[Items listed in a dataset]
* * * * * * * * *

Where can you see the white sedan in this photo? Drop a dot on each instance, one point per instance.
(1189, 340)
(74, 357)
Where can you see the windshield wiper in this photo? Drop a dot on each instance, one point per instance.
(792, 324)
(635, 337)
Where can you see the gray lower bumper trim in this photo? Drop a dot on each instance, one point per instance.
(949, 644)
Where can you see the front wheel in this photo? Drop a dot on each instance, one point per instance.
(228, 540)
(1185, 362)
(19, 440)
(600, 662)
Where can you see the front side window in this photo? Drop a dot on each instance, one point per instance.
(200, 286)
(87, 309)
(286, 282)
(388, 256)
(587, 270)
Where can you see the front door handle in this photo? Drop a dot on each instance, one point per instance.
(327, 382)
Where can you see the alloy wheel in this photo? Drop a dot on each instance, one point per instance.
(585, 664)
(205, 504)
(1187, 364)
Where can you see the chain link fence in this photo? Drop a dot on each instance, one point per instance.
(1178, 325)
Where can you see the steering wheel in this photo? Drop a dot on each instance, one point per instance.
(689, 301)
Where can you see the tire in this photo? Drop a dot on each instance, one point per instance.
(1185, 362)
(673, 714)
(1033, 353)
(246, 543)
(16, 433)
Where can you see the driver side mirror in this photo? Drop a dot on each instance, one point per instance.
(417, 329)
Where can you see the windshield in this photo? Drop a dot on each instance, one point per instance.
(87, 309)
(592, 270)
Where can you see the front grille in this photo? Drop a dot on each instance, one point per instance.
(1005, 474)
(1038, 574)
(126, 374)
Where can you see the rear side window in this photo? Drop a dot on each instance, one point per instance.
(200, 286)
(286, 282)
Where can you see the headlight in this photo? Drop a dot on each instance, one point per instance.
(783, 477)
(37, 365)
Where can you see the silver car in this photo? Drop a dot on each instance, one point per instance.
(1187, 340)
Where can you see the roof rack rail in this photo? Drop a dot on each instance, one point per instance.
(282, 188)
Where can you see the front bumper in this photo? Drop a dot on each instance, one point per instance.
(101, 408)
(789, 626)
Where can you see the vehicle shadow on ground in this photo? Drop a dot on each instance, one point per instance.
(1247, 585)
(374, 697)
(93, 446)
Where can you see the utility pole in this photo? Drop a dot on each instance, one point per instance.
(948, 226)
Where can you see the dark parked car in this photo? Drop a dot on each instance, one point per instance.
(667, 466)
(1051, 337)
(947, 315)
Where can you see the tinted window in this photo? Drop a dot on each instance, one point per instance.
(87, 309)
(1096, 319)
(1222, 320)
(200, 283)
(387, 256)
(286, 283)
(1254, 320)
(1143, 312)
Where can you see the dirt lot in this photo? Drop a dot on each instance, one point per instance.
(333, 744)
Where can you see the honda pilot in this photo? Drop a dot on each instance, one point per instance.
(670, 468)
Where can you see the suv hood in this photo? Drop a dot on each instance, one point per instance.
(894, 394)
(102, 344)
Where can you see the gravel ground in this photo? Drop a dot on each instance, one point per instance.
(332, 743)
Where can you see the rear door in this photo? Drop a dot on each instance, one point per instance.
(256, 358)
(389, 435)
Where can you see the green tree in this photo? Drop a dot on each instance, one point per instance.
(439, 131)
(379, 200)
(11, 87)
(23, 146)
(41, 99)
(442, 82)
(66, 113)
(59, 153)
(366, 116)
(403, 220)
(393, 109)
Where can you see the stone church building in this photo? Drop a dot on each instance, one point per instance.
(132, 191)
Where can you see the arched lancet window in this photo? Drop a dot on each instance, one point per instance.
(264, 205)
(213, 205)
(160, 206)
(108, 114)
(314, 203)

* * * * * * * * *

Description of the task
Scale everything in the material from the line containing "Where can you see the windshield wiper" down to the line containing "(1187, 340)", both included. Reproduce every line with its wording unchanged, but multiply each coordinate in the answer points by 2.45 and round to the nearest whole number, rounding halves up.

Complete response
Where can you see the windshield wiper in this photo? Drop a dot on each instance, one point per instance.
(1940, 794)
(1556, 826)
Where can you see the gray lower bumper trim in this photo? Drop a dot on each instance, one point per instance.
(2325, 1578)
Where can you see the front wheel in this photo? Drop a dot on each instance, one point per instance.
(559, 1323)
(2903, 887)
(47, 1078)
(1470, 1622)
Where can you see the front side window in this photo? Drop a dot on each instance, one point per instance.
(490, 701)
(213, 757)
(701, 691)
(951, 627)
(1438, 662)
Where can you see the front door handle in this photo? Drop a dot on each instance, one point per instance.
(801, 936)
Where can you see the alloy wheel in this photo? Drop a dot on each instance, one point per instance.
(1433, 1627)
(502, 1235)
(2908, 892)
Where can you see the chain link fence in this photo? Drop a dot on each instance, one point per instance.
(2886, 796)
Where can you see the steering wheel in this photo? Drop a dot on each instance, one point per instance.
(1688, 737)
Where can you see the tire in this photo? Drop a dot on each instance, one point per instance.
(2903, 887)
(1649, 1749)
(2531, 865)
(603, 1330)
(39, 1061)
Where can you see the driver side mirror in this photo? Drop a dot on each instance, one point per instance.
(1022, 806)
Where can you see the windshield in this photo? Drop a dot on each instance, one point per instance.
(213, 757)
(1450, 662)
Where can you see the front grille in this photo? Drop a dot on each instance, one point per instance.
(2462, 1161)
(2543, 1406)
(309, 916)
Where can you see the rear side window in this photo? Drop a dot on each instance, one point per instance.
(490, 701)
(701, 691)
Where can you see the headlight in this photo? Drop a dot on each instance, one point per instance.
(1918, 1169)
(91, 894)
Where can you see the silver car in this photo? Drop a dot on each instance, one point per instance.
(2908, 833)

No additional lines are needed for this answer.